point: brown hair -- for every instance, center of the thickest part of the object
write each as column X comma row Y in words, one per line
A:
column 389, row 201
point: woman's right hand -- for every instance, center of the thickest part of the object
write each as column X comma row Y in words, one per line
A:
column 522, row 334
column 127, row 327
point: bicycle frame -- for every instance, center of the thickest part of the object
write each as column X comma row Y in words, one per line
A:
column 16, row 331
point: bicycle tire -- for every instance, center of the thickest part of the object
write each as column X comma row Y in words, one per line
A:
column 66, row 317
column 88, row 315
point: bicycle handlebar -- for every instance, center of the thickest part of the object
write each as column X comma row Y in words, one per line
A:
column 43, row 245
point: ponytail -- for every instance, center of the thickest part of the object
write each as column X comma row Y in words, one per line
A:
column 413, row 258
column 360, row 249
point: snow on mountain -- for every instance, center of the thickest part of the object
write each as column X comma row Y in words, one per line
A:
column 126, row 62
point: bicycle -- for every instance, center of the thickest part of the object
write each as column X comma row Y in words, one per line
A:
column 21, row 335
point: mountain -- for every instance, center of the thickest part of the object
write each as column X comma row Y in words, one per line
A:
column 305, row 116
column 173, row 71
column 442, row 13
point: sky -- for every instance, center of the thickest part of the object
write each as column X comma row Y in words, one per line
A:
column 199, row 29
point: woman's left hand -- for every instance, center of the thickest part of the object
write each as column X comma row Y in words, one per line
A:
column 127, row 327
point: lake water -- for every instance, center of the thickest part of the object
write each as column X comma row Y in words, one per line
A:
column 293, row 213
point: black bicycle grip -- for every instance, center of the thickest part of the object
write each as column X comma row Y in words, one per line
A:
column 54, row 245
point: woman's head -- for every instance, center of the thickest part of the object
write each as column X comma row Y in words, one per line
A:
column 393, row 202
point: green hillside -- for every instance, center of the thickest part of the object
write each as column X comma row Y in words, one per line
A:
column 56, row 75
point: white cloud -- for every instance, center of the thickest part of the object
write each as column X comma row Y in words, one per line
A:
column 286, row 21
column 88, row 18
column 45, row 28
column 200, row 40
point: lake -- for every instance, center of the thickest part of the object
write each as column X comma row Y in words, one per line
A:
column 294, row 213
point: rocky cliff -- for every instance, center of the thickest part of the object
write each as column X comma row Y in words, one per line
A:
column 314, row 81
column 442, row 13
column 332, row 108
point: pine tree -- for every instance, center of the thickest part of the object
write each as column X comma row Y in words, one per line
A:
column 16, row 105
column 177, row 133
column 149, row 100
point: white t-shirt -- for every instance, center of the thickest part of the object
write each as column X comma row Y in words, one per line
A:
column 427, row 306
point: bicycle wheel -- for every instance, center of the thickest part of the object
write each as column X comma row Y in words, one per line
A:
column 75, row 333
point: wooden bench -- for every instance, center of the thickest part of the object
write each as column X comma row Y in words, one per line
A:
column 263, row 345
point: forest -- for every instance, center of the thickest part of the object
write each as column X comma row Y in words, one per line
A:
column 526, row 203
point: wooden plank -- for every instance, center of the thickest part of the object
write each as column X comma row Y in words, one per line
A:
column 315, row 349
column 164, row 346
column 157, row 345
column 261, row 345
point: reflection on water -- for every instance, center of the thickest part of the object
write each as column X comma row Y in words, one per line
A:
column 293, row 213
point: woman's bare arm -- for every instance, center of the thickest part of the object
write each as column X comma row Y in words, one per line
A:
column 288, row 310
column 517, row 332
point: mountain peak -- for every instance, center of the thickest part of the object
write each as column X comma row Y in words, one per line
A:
++++++
### Short task
Extract the full set of entries word for word.

### Answer to the exercise
point: brown hair -- for every instance, center of the thickest part of the object
write each as column X comma row Y in words, one per line
A:
column 389, row 201
point: woman's right hand -- for every instance, center of the thickest part of the object
write each as column X comma row Y in words, one per line
A:
column 522, row 334
column 127, row 327
point: bicycle frame -- for every instance, center of the thickest part of the object
write each as column X comma row Y in words, one per line
A:
column 16, row 331
point: bicycle tire -- for every instance, center of the thickest part of the object
write each as column X comma row Y in words, one per line
A:
column 66, row 317
column 88, row 315
point: bicycle handlebar -- for every instance, center of the thickest part of the object
write each as column X comma row Y in words, one per line
A:
column 43, row 245
point: ponytail -- for every instance, center of the thickest part of the object
write each as column X comma row Y in words, one per line
A:
column 413, row 258
column 360, row 249
point: snow on mountain -- for every instance, center of the thickest part of the object
write each as column X comma row Y in words, one per line
A:
column 126, row 62
point: bicycle -- for every instance, center of the thickest part of the object
write each as column X comma row Y in words, one per line
A:
column 21, row 335
point: mountain -- for every instance, center of the thickest part of the object
write each as column X comma row Y in words, one per line
A:
column 305, row 116
column 173, row 71
column 442, row 13
point: sky -- for every instance, center of the thickest part of the object
write each as column X comma row Y in words, one per line
A:
column 199, row 29
point: woman's left hand -- for every instance, center of the thickest part of the object
write each as column X comma row Y in words, one per line
A:
column 127, row 327
point: lake water -- for every instance, center of the thickest part of the object
write each as column X comma row Y in words, one per line
A:
column 293, row 213
point: black bicycle grip -- for every instance, center of the thickest part of the object
write each as column X comma row Y in words, one per line
A:
column 54, row 245
point: woman's head -- for every instance, center of the thickest part of the object
write each as column X comma row Y in words, one per line
A:
column 393, row 202
point: green hillside -- for every instance, center of the thickest part of the object
write each as column X comma row Y in words, one per line
A:
column 56, row 75
point: white cloud -- for every instance, center of the thickest part of the object
write each as column X comma row Y in words, one per line
A:
column 286, row 21
column 88, row 18
column 45, row 28
column 200, row 40
point: lake -- for every instance, center of the thickest part of the object
write each as column X comma row Y in words, one per line
A:
column 294, row 213
point: rocky cliff -- for every instance, center of the thickest part of the object
write each as column X comma row Y in words, one per line
A:
column 314, row 81
column 442, row 13
column 332, row 108
point: pine tree -- for every instance, center of the thickest part of the object
write each as column X comma row Y in words, one per line
A:
column 16, row 105
column 177, row 133
column 149, row 100
point: white t-shirt -- for every instance, center of the thickest part of the object
write each as column X comma row Y in words, one per line
A:
column 427, row 306
point: bicycle wheel -- for every instance, center of the thickest part of the object
write each as column X comma row Y in words, one per line
A:
column 75, row 333
point: wooden bench -- for every instance, center of the thickest part of the object
write each as column X comma row Y in words, one per line
A:
column 263, row 345
point: forest -- for every instance, center of the thickest part of the object
write each as column X comma row Y in words, one per line
A:
column 526, row 203
point: wooden plank -- for every instance, center of the thickest part of the object
write each as column X comma row Y in words, one per line
A:
column 315, row 349
column 164, row 346
column 157, row 345
column 261, row 345
point: reflection on water -- for every instance, center of the thickest part of the object
write each as column X comma row Y in words, one per line
A:
column 293, row 213
point: woman's bare arm -- for every instance, center of the thickest part of the object
write each as column X comma row Y in words, one per line
A:
column 288, row 310
column 517, row 332
point: mountain peak -- for every instance, center of the thickest part of the object
write each as column X comma row Y in words, one per line
A:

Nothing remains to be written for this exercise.